* **Excerpted passage**:
I am a bit new to encryption and I've seen a lot of recommendations to use a KDF for encryption and decryption. I'm a bit confused since I've been trying to encrypt the data using PBKDF2 algorithm and salt is generated using get_random_bytes, but when I try to decrypt the data I try to derive a new key using a new salt, this throws off my decryption. When I make the salt something constant for example b'salt' decryption works as expected but if I try to regenerate the salt and then regenerate the key the decryption doesn't work. My question is, should I be using the same salt for key derivation for encryption and decryption? Also if encryption happens on a server and decryption happens on the client, doesn't sending the salt over the network make using a KDF pointless? Where am I going wrong?


1 Answer 1


As a quick aside, something newer like Argon2, the 2015 password hashing competition winner, is better than PBKDF2. Using a Key Derivation Function (KDF) and the same key to encrypt many messages (for example) isn't particularly secure. There are also methods of exchanging keys like Diffie-Hellman Key Exchange, although they may not be applicable in certain use-cases.

* **Material provided**:
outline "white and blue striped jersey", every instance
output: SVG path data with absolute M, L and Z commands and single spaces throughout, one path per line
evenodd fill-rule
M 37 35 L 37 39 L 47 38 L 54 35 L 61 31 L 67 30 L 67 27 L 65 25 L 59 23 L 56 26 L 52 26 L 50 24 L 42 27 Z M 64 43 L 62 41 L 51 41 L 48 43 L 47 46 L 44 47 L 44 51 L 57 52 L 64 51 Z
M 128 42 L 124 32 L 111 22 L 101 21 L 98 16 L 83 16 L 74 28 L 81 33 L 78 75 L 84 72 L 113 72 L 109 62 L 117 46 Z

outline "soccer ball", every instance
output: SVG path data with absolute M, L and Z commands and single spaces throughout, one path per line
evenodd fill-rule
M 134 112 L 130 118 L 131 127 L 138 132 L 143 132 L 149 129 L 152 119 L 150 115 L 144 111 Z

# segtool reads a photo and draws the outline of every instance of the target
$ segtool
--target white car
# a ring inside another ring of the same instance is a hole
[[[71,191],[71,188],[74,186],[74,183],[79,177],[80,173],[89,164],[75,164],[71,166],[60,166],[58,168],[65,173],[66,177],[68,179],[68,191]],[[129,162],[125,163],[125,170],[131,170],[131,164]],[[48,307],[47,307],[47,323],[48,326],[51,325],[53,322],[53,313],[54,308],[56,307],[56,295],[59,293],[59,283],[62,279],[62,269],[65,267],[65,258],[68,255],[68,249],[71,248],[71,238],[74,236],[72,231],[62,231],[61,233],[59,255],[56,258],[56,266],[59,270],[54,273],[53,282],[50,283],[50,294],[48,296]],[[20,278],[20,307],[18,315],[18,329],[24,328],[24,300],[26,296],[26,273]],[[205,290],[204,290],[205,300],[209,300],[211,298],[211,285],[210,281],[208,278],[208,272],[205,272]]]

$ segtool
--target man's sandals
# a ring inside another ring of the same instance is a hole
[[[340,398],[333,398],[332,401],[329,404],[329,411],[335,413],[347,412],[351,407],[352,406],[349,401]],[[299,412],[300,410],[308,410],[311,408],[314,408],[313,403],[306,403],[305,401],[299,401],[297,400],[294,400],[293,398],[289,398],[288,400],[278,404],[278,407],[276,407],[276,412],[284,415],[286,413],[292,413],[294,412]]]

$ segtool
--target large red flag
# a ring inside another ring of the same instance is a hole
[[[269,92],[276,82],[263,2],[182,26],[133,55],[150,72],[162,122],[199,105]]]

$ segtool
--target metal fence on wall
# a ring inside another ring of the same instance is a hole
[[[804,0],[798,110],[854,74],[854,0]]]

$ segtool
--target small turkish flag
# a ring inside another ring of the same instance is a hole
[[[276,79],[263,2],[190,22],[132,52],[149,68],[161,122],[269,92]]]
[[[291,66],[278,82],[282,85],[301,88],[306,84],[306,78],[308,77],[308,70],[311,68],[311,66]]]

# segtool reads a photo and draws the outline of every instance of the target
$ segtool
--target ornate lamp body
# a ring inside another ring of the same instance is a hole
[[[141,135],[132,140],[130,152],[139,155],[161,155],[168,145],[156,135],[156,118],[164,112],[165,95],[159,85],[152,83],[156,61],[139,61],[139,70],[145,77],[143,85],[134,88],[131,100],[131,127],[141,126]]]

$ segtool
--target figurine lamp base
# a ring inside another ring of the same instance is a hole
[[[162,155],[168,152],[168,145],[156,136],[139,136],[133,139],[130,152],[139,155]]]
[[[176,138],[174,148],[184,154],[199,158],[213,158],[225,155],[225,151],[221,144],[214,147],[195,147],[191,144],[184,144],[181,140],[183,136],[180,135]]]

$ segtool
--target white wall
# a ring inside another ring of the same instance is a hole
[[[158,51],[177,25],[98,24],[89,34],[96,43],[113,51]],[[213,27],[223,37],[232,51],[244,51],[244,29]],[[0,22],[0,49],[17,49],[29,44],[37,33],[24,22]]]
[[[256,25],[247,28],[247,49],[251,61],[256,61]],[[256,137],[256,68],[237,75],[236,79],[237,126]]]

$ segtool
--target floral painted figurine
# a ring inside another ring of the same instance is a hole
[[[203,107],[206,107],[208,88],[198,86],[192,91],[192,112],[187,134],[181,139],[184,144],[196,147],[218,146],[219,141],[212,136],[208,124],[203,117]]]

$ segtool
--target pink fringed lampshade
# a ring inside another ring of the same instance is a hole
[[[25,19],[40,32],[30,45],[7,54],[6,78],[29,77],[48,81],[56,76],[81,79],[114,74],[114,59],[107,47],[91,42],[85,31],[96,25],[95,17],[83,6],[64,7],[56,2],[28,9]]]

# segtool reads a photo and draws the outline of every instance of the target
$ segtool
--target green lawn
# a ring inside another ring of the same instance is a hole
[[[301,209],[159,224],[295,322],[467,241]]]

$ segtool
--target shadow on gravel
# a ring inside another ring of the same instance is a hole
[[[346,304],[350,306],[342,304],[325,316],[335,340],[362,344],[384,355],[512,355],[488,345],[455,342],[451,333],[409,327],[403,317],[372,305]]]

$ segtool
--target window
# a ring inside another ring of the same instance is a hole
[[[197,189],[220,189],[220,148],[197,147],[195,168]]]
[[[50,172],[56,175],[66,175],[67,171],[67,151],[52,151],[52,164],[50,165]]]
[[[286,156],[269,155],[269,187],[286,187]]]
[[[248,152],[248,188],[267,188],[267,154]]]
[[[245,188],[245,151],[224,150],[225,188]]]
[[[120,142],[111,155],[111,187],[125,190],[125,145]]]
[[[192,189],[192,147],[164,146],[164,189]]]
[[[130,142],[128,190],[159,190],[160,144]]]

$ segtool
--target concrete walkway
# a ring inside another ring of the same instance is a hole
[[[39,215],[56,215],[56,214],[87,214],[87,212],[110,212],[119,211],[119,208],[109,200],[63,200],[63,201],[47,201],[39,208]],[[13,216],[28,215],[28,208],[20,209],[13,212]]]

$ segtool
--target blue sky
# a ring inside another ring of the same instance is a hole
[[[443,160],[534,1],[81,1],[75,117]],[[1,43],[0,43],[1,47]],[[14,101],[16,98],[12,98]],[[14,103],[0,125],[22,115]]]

* **What is required**:
Continue the thread above on reusing a PBKDF2 salt for encryption and decryption, starting after its final sentence.

* **Response**:
From re-reading your question, it seems you think a KDF is a function that allows you to keep a shared secret key and generate (with random salt) the same derived key. In which case the salt would have no effect whatsoever.

Note that PBKDF2 is built from a hash function. In the case of pycrypto it is using HMAC-SHA512. As such, the salt needs to be the same in order for the derived key to be the same.

When you are generating a new salt, you are generating a different hashed key. That is exactly why salt is used. Actually, for deriving Multiple Keys can be risky with PBDKF2, once your password is found the two keys are gone. You can use PBKDF2 to generate a key and then use KDF.

The purpose of the salt is to prevent against pre-computed attacks on the hash (eg. Rainbow-table). See more here.

Sending the salt over the network strengthens the KDF. As a simple example (I am the attacker):

Without a salt

I download a file with a list of all hashes for likely n character passwords. I watch traffic and match many transmitted digests with my downloaded file. I required internet, significant storage space, and network hacking skills.

With a salt

I cannot download (or generate) a file with all likely passwords as every password has too many possible hashes. I watch traffic, and must generate a new hash file for every salt I see.

As you can see (hopefully), the salt makes it far more difficult to pre-compute anything before you see the salt.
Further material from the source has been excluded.